**Work to do**.
Reproduce, word for word and in its entirety, the discussion thread on array conversion that follows.

**Excerpt**.
Open corsonknowles opened 2 months ago
Some of the gain here comes from simply not allocating the block. But I think most of it comes from the lower level conversion of the array into an array of arrays.
Dear @koic and @Earlopain, Are there any questions I can answer for you or modifications I can provide?
Thank you so much for your consideration!
I really appreciate the thoughtful comments @Earlopain
Fully revised and ready for review.
I had run the original version on 50,000 files. I added 2 more tests and diversified the input slightly to get confident in the new on_send
approach. I predict this should be safe to merge now.
Thanks for the benchmark-ips
tip. I added some data using it for large and small arrays.

Dataset rows
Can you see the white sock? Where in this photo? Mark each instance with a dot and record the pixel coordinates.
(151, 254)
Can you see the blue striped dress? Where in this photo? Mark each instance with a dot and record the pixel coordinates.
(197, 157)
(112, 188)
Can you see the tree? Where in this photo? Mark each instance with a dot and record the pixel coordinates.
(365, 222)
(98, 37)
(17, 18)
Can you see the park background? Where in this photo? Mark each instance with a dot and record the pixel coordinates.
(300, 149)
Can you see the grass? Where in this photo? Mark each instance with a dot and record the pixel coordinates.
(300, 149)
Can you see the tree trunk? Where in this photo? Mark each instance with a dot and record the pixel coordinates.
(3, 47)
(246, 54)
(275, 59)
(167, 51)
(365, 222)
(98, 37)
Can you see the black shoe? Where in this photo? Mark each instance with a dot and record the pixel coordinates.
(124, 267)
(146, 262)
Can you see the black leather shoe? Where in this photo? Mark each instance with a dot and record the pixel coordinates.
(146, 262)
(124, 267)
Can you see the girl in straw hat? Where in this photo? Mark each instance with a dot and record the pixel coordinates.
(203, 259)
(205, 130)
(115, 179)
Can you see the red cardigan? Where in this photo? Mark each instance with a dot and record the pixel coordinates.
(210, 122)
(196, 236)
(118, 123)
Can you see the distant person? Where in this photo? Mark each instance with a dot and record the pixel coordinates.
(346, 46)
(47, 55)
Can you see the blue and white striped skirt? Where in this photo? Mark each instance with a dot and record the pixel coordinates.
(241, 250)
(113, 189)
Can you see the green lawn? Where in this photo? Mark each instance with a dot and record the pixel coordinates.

**Reply to the exercise**.
Open corsonknowles opened 2 months ago
Some of the gain here comes from simply not allocating the block. But I think most of it comes from the lower level conversion of the array into an array of arrays.
Dear @koic and @Earlopain, Are there any questions I can answer for you or modifications I can provide?
Thank you so much for your consideration!
I really appreciate the thoughtful comments @Earlopain
Fully revised and ready for review.
I had run the original version on 50,000 files. I added 2 more tests and diversified the input slightly to get confident in the new on_send
approach. I predict this should be safe to merge now.
Thanks for the benchmark-ips
tip. I added some data using it for large and small arrays.